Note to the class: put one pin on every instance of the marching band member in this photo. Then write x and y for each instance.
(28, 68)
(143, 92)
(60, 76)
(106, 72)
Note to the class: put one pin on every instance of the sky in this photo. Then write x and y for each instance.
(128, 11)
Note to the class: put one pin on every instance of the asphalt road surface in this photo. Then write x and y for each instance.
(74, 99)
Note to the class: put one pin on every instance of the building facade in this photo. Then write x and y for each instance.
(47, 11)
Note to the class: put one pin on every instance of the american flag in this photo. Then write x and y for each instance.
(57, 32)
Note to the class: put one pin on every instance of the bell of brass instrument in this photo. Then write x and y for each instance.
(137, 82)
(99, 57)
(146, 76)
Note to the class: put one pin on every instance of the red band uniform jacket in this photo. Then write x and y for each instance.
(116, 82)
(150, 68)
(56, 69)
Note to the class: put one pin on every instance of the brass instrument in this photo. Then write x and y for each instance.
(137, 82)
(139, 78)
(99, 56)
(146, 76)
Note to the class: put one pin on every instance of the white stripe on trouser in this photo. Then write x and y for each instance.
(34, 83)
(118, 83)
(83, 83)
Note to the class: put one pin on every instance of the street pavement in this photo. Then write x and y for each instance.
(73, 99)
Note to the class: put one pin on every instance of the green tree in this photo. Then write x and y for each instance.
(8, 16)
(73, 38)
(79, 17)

* * *

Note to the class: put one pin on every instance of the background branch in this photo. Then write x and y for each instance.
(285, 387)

▶ **WHAT YOU WILL DO**: Copy out all lines in the records above that contain the word "every".

▶ **SOLUTION TO THE PROBLEM**:
Note to the class: put one pin on every instance of the marching band member in this photo. Then write x and y for each instance.
Note to the class: put one pin on every instance of the sky in this photo. Then write x and y for each instance.
Note to the class: put one pin on every instance of the asphalt road surface in this photo. Then write x and y for each instance.
Note to the class: put one pin on every instance of the building facade in this photo. Then write x and y for each instance.
Note to the class: put one pin on every instance of the american flag in this photo. Then write x and y for each instance.
Note to the class: put one pin on every instance of the bell of brass instrument in this photo. Then write x and y for each instance.
Note to the class: put one pin on every instance of the red band uniform jacket in this photo. Then write x and y for each instance.
Note to the class: put one pin on every instance of the brass instrument in this photo. Then write x and y for each instance.
Note to the class: put one pin on every instance of the white stripe on trouser in this photo. Then write x and y for each instance.
Note to the class: put one pin on every instance of the street pavement in this photo. Then write x and y for each instance.
Note to the class: put one pin on every instance of the green tree in this photo. Then write x and y for each instance.
Note to the class: put one pin on every instance of the background branch in this photo. Then write x and y for each instance.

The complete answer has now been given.